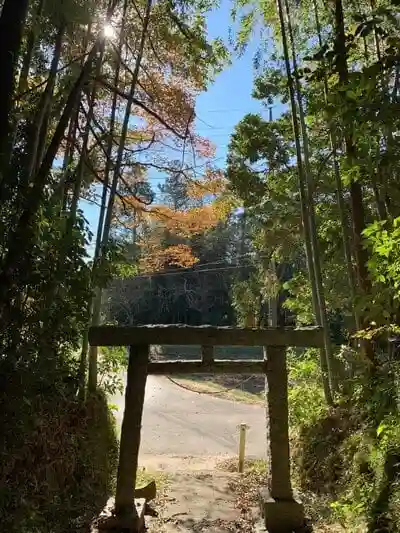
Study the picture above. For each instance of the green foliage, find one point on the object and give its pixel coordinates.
(306, 396)
(112, 362)
(58, 456)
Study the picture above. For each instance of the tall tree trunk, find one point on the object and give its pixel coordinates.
(303, 195)
(93, 353)
(12, 20)
(94, 305)
(321, 313)
(20, 241)
(30, 45)
(39, 125)
(339, 190)
(356, 193)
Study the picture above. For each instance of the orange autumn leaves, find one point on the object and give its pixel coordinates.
(164, 234)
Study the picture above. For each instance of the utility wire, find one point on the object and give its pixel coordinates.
(211, 393)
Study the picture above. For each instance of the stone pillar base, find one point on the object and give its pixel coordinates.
(281, 516)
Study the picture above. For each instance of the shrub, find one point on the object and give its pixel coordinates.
(58, 455)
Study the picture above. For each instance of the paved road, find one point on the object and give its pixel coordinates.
(178, 422)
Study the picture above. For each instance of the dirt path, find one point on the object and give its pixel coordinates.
(200, 501)
(177, 422)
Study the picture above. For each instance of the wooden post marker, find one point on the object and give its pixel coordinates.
(242, 446)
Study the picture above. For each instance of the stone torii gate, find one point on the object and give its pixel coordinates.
(282, 513)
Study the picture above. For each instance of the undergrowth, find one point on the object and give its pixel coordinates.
(348, 457)
(58, 455)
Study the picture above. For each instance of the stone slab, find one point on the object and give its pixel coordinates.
(281, 516)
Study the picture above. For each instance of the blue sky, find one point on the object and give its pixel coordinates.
(225, 102)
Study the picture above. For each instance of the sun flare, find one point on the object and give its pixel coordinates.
(108, 31)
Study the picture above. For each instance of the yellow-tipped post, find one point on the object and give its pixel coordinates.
(242, 446)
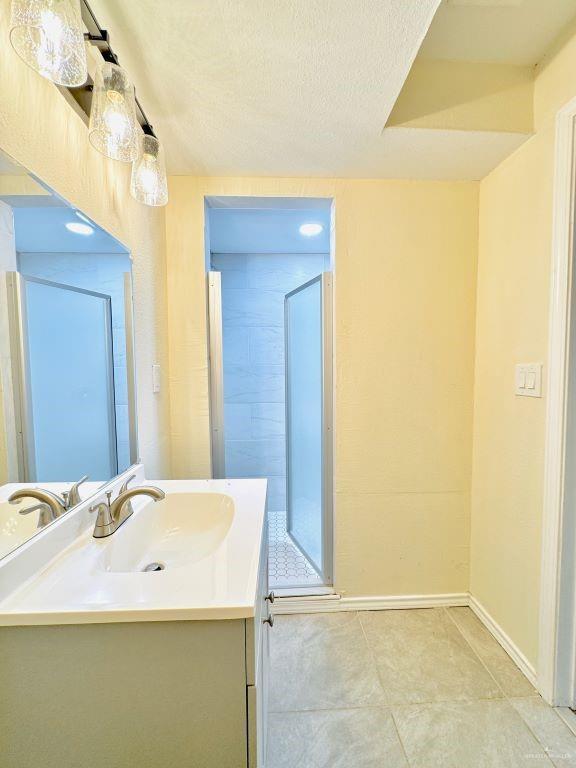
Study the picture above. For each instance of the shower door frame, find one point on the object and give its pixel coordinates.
(326, 283)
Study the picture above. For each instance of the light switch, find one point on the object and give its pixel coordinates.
(529, 379)
(156, 378)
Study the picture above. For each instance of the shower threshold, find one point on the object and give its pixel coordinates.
(288, 567)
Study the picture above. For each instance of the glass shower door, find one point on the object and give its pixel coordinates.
(67, 383)
(308, 314)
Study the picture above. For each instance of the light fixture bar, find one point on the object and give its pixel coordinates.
(99, 37)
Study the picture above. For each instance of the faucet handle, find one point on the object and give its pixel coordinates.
(104, 521)
(124, 486)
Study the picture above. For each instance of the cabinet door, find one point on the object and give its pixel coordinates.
(257, 637)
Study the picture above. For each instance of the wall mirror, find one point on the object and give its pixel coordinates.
(67, 393)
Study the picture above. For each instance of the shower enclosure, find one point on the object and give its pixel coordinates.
(270, 334)
(308, 344)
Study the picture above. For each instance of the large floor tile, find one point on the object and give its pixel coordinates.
(478, 734)
(321, 661)
(500, 665)
(341, 738)
(549, 728)
(423, 657)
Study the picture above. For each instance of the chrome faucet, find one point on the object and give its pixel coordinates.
(111, 514)
(51, 505)
(45, 515)
(56, 504)
(72, 497)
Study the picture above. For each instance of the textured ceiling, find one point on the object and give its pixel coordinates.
(261, 87)
(506, 31)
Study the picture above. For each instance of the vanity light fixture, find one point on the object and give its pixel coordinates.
(149, 184)
(113, 130)
(49, 36)
(310, 229)
(78, 228)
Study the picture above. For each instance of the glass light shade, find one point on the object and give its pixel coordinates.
(149, 185)
(49, 36)
(113, 129)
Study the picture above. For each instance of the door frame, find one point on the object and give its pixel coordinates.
(326, 285)
(216, 374)
(557, 630)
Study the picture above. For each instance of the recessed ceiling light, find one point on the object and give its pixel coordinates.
(310, 229)
(81, 216)
(79, 229)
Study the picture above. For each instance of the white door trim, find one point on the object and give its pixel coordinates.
(556, 636)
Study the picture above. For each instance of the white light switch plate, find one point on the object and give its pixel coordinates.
(529, 379)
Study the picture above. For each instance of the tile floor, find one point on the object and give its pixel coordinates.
(287, 566)
(404, 689)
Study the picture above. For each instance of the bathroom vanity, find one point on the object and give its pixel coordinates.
(114, 663)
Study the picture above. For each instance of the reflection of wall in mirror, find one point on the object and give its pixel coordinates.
(8, 465)
(103, 273)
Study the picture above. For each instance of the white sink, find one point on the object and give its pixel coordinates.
(15, 528)
(178, 531)
(207, 535)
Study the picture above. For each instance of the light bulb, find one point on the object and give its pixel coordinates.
(113, 129)
(149, 185)
(48, 35)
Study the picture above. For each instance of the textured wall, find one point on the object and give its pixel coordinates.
(40, 130)
(7, 433)
(405, 285)
(516, 205)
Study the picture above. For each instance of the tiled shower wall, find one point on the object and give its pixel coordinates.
(253, 290)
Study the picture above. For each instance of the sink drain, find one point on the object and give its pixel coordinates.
(154, 567)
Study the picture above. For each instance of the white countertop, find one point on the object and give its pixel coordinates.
(211, 546)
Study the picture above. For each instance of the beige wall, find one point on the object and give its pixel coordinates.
(512, 327)
(40, 130)
(405, 306)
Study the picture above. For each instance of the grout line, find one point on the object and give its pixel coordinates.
(475, 652)
(505, 696)
(388, 707)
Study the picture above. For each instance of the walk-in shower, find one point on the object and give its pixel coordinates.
(269, 264)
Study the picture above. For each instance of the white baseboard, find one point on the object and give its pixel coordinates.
(328, 603)
(509, 646)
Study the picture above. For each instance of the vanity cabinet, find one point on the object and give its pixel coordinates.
(177, 694)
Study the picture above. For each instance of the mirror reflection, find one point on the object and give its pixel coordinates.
(66, 374)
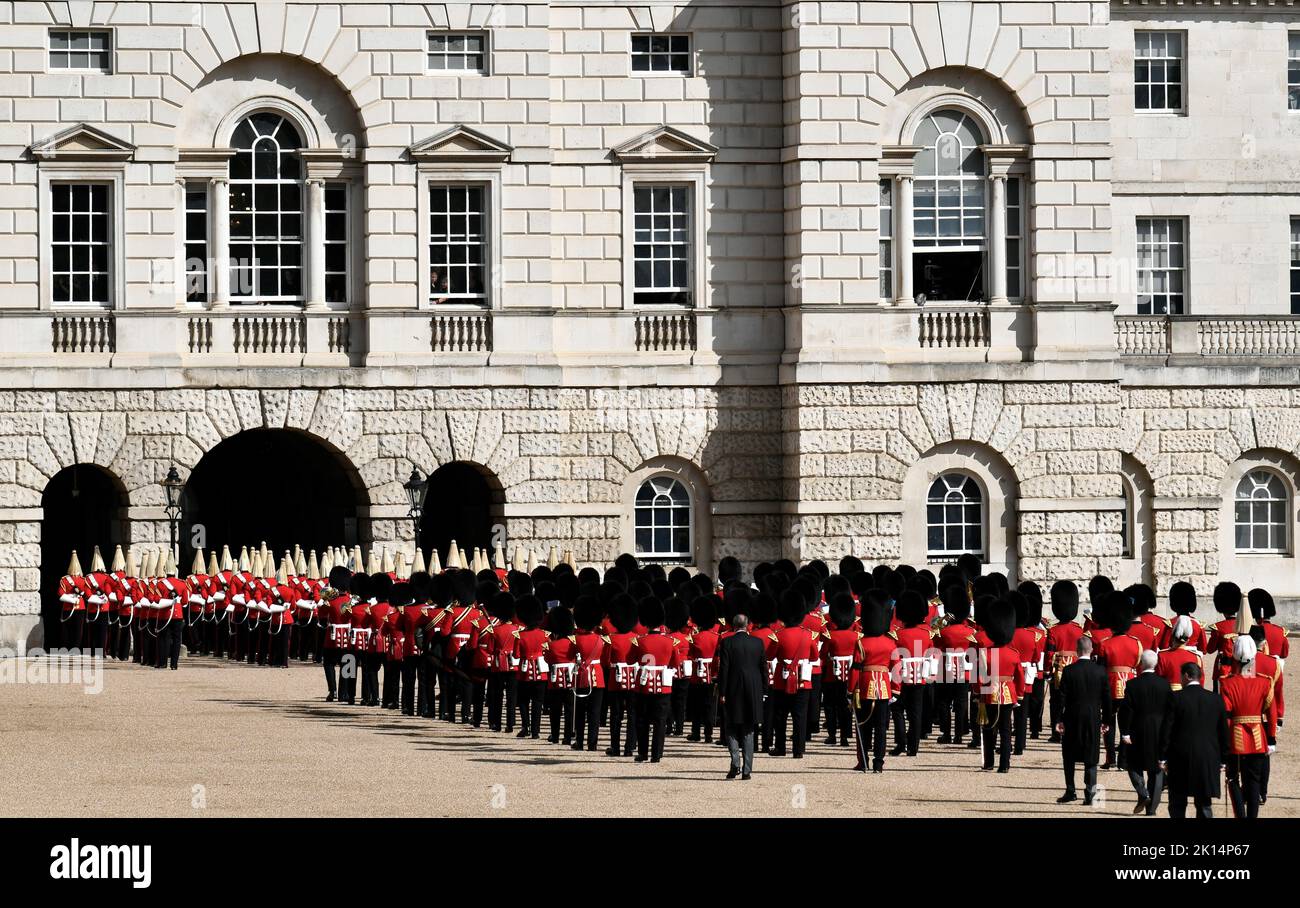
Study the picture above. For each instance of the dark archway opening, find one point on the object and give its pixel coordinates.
(278, 487)
(463, 504)
(82, 506)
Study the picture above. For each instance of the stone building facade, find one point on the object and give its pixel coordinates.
════
WHAT IS NEEDED -
Print the entries again exactly as they appear above. Do not print the pictures.

RESULT -
Study the picture above. For each instance of the green foliage, find one point on the object and give its pixel coordinates.
(306, 396)
(112, 362)
(58, 456)
Study the picture above. For each instance of the tall tree trunk, find one point on the object and give its pixel coordinates.
(303, 195)
(93, 353)
(12, 20)
(94, 305)
(321, 313)
(20, 241)
(30, 45)
(39, 125)
(339, 190)
(356, 193)
Study the picture above. For each instance of the orange autumn leaves, find one point on the object and give its pixel coordinates.
(164, 234)
Study the picture above. For each instance of the utility wire, find one point on the object and give its pixel coordinates.
(211, 393)
Study the picture above. For each instance of the stone pillar base, find one point on the object and give its pixel coordinates.
(281, 516)
Study the picture above. For each instance of the shrub, find one point on the object and give its pixel coordinates.
(58, 455)
Study the picture above. For each instance of the paved road, find one point on the object and give its pixel coordinates.
(178, 422)
Study the picture above. For each instance of the dirt path, find one point on the object and give its pixel coordinates.
(200, 501)
(177, 422)
Study the picture above. For each instance of the wooden post marker, find one point on the object and give its pixel coordinates.
(242, 446)
Study the picture above. For each instance of the stone torii gate, find one point on the object and give its pixel coordinates.
(282, 513)
Study the picture above. For each instance of the undergrowth, find one point on the object and give its pixel coordinates.
(348, 457)
(58, 455)
Study the picture above. For each instance of the stone slab, find one point on the object and give its pixel coordinates.
(281, 516)
Study the picture above. For each instance of the blue sky, find one point on the object and give its pixel coordinates.
(225, 102)
Study the picture above. For each instance of the sun flare, find one point on the object and give its pixel coordinates.
(108, 31)
Study the picture above. For each instance of the yellow-tipped post, find one point on the object and give its pixel coordinates.
(242, 446)
Study the picture above. For each instance of the shower door frame, find one point on the object and give its pixel coordinates.
(326, 283)
Study the picture above. For each instance of the light switch, find one point on the object and give its pixel coordinates.
(529, 379)
(156, 378)
Study the picture above. For each instance of the shower threshold, find one point on the object and give its pixel coordinates.
(288, 567)
Study the picture above. For each instance of the glass shower door, find one point on the object and give its pixel coordinates.
(67, 383)
(308, 314)
Study the picture above. For each instance of the light fixture bar, find one point on the object and give its pixel coordinates.
(99, 37)
Study the picture above. For each instance of the faucet handle, find one point on the object and give its pixel coordinates.
(104, 521)
(124, 486)
Study the picture above. For each instance of the cabinet door, find one point on the object and give its pixel coordinates.
(257, 637)
Study the picture above. For each instance of the wall mirror, find one point on the object and give its pixel coordinates.
(67, 393)
Study the picture above. For each instance of the shower enclosure, find one point on the object and give its pixel coordinates.
(270, 334)
(308, 344)
Study the picture above. For each instance of the large floor tile, find one point on the object and give its pixel coordinates.
(478, 734)
(321, 661)
(500, 665)
(341, 738)
(549, 728)
(423, 657)
Study the picture above. For each instance of the chrome faucet, find one point on the object and give its pixel coordinates.
(111, 514)
(51, 505)
(45, 515)
(56, 504)
(72, 497)
Study the picture above. For each instance of the textured ceiling, find one point on the object and give its pixel coordinates.
(261, 87)
(506, 31)
Study the picture above. For each instance of the vanity light fixture, find one point on the object and give its pixel coordinates.
(149, 184)
(113, 130)
(49, 36)
(310, 229)
(78, 228)
Study the picture above. For each instance of the glass light shade, find one point on the object and give its pixel coordinates.
(149, 185)
(49, 36)
(113, 129)
Study the picture above. For each instance of the door frame, find one point on the object and give its pixel coordinates.
(326, 285)
(216, 374)
(557, 630)
Study the picture above. For each instance of the recessed ceiling light, find one point on the object and give its pixel coordinates.
(310, 229)
(81, 216)
(79, 229)
Study the picture above. For each instance of the white door trim, find one point on the object and give its pixel coordinates.
(556, 636)
Study the picture above. For each instance of the white light switch plate, find one point on the object and give its pixel coordinates.
(529, 379)
Study the picture above. For each instance of the tile floor, find one point on the object and give its pixel coordinates.
(287, 566)
(404, 689)
Study the picture above. For each instance of the bathroom vanity, find one point on the object and give its pixel coordinates.
(114, 663)
Study the picture above. For each instance of the reflection of wall in mirror, find one point on the object and give its pixel coordinates.
(8, 465)
(103, 273)
Study the picture above. For each instance of the white sink, find one point on the object and give its pixel coordinates.
(15, 528)
(178, 531)
(207, 535)
Study the picture above. For each instance of the light bulb, find one point on the object and give its pixel coordinates.
(113, 129)
(149, 185)
(48, 35)
Study the picture above. For each instance of the textured wall, find one point on the object and give its pixel coordinates.
(40, 130)
(7, 433)
(405, 285)
(516, 205)
Study the picture above. For each instance of the tiled shower wall, find one point on the object and give its pixel coordinates.
(253, 290)
Study the picture above. For each instance of the sink drain, find one point on the object and give its pixel coordinates.
(154, 567)
Study the picture above. For each instance of the white countertop, find one point on the object and give its pixel coordinates.
(211, 546)
Study the picture above. For each instance of the beige wall, find one point on the object and give its pixel coordinates.
(512, 327)
(40, 130)
(405, 306)
Study the picture above. For each instance of the grout line, find one point on the object and give its pixel coordinates.
(475, 652)
(505, 696)
(388, 707)
Study the picture above. For each instance of the walk-in shower, find one point on the object and give its pixel coordinates.
(269, 264)
Study the picture above. For each instance of the white baseboard, find one point on the object and give its pixel coordinates.
(328, 603)
(509, 646)
Study the picture above. For each instance of the vanity cabinet, find one point on the object and give its pixel coordinates.
(177, 694)
Study the picture above. For each instance of the mirror reflection, find one point on the object and give its pixel coordinates.
(66, 374)
Study the picture above. For each instance of the dark archway opening, find one point on the object and give its pixel coordinates.
(278, 487)
(463, 504)
(82, 506)
Study the picture above. For each instance of the stone building facade, find one point on the object and give its pixel coordinates.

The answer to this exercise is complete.